● **Records contained in a dataset**
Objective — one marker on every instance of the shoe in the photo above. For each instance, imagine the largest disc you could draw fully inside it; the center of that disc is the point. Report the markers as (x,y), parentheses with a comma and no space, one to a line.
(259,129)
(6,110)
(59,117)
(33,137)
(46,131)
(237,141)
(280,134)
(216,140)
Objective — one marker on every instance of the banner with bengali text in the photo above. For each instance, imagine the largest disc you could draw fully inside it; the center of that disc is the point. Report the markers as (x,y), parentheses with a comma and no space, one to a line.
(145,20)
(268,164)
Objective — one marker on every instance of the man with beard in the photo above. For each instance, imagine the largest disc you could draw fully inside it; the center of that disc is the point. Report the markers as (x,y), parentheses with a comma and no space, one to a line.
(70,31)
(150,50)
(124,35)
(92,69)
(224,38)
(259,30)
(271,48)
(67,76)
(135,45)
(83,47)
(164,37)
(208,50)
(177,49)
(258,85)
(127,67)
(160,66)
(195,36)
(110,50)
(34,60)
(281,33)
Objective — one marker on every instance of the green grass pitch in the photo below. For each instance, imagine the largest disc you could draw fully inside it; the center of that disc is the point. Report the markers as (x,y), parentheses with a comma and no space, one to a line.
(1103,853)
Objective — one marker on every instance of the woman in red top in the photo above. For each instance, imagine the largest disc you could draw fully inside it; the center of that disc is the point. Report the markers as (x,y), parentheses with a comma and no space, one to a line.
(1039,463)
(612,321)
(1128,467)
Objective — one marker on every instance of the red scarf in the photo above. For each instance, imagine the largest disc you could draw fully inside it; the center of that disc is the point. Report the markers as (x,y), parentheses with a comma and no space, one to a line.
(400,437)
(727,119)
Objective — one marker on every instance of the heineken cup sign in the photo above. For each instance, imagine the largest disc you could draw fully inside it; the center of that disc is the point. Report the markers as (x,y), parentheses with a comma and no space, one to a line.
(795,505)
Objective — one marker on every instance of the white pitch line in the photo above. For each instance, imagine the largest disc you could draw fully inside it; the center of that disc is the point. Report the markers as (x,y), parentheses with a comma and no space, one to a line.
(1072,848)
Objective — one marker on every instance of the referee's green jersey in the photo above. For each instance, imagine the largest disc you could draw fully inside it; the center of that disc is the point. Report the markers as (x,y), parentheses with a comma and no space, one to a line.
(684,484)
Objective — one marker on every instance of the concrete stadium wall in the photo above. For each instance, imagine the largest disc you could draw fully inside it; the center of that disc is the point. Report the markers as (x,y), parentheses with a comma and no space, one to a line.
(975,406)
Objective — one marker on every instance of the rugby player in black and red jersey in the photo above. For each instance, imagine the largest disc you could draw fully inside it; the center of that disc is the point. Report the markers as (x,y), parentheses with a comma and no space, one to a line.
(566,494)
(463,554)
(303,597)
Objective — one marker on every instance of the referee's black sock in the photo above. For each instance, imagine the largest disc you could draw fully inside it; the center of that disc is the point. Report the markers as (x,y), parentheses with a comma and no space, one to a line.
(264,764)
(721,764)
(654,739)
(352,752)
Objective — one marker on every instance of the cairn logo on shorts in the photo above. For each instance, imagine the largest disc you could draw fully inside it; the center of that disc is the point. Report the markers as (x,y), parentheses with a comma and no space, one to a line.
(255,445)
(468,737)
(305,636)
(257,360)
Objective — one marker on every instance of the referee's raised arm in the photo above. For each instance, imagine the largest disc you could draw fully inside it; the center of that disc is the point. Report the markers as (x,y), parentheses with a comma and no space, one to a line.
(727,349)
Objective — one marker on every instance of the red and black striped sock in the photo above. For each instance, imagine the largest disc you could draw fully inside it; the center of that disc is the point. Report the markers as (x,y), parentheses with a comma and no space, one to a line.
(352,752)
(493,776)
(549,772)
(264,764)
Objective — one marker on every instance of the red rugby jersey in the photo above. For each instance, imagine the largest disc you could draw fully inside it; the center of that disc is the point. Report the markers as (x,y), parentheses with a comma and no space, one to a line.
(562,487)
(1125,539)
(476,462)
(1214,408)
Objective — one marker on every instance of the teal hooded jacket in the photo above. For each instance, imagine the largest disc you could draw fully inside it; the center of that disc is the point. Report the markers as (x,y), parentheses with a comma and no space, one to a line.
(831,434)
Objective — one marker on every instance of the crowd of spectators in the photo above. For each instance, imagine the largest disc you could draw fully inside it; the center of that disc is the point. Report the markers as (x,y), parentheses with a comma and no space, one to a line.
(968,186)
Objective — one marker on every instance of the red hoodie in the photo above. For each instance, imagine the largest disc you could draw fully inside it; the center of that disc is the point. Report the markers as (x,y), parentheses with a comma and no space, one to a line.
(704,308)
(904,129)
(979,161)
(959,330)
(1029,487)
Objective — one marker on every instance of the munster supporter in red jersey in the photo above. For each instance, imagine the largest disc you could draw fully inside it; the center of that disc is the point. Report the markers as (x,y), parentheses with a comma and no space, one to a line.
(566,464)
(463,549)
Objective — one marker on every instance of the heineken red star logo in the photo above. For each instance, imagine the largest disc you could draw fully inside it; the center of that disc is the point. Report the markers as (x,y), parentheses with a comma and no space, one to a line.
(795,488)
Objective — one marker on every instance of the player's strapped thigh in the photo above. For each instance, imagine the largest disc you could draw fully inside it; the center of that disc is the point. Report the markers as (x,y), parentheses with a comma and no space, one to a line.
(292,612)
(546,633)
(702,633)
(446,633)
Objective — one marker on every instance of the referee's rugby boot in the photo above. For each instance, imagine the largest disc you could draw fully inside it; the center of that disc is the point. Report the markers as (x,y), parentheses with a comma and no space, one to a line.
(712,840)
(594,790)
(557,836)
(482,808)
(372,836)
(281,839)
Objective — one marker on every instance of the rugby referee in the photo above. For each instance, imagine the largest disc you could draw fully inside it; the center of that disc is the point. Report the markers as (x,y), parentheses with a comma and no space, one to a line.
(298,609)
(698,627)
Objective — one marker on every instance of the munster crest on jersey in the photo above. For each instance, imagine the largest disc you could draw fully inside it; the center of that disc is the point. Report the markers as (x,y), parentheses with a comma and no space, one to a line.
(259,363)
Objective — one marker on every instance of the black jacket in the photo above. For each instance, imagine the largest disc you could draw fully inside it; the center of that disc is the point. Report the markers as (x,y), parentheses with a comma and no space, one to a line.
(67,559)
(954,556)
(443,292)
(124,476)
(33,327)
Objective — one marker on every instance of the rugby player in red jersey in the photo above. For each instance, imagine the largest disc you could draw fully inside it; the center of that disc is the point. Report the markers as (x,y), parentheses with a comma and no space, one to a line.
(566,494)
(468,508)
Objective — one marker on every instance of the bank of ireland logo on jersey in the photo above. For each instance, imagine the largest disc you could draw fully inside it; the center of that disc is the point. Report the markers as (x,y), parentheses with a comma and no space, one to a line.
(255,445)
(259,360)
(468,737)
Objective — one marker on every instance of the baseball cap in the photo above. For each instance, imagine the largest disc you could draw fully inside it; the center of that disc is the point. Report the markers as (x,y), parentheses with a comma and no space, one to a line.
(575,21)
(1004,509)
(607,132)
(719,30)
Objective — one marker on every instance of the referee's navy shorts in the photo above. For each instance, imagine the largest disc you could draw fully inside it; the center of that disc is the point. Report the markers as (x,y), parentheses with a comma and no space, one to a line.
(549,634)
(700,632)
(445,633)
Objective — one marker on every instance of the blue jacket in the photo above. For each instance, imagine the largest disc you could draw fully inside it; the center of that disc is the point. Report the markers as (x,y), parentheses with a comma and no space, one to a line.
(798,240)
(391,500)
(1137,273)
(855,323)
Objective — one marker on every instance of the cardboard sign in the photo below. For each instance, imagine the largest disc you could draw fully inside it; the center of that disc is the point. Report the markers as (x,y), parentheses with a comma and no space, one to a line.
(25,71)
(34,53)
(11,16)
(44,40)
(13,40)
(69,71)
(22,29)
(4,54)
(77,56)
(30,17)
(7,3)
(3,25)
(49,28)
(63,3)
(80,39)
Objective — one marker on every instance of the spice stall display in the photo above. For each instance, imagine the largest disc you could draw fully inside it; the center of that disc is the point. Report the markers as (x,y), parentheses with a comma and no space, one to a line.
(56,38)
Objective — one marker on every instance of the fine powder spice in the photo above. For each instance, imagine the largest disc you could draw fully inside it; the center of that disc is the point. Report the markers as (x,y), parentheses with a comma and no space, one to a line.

● **Work to do**
Beginning at the line containing "Objective — one marker on every instance of the bank", repeat each line exactly through the last line of the entries, and include no other lines.

● **Exercise response**
Objective — one marker on every instance of the bank of ireland logo on jersey in the photo above. For each instance, imagine the largest disc you could draw fully inside it; the center of that disc is the point. Report the markers as (x,y), parentheses with a comma and no space, one to a line.
(255,445)
(259,360)
(468,737)
Objective — one marker on every instance of the baseball cap in the photo above. For each instance, imagine the largest disc you could draw fully inside it; the center of that disc is the point. Report the markers as (x,y), parentheses with a comma and no space, one to a line.
(575,21)
(1004,509)
(607,132)
(719,30)
Objective — one marker on every instance of the referee's navy shorts in the photo above. For each instance, imagine the largest disc you could draw fully inside it; the center of that disc is the point. Report the markers as (x,y), parentheses with a comma and no space, one to a line.
(549,634)
(700,632)
(445,633)
Objective — one marker on every instance of the blue jacket in the photo above. For each instance, imagine the largest disc you could draw fully inside it; the center of that disc is the point. Report the markers as (x,y), parentheses with a comma and no space, one to a line.
(798,240)
(391,500)
(1137,273)
(855,323)
Objective — one marker on every instance of the cardboard sign in the photo below. For each instance, imagine the largest disc you could draw fully inside it; the center of that disc is the point. Report the markers as (x,y), parentheses with a comma and no space, one to a line.
(25,71)
(34,53)
(11,16)
(44,40)
(13,40)
(69,71)
(22,29)
(4,54)
(77,56)
(30,17)
(7,3)
(3,25)
(49,28)
(63,3)
(80,39)
Objective — one marker on every instance of the spice stall display in the photo above. For each instance, imagine the largest disc you could draw fully inside it; the center of that disc is the point. Report the markers as (x,y), parentheses with a comma and no space, one to a line.
(56,38)
Objective — one marker on every instance of the fine powder spice in the photo above. For each instance, imagine the largest disc you could draw fully inside it; the center of that disc is the point. Report the markers as (x,y), parentheses with a comma and no space, one to a line.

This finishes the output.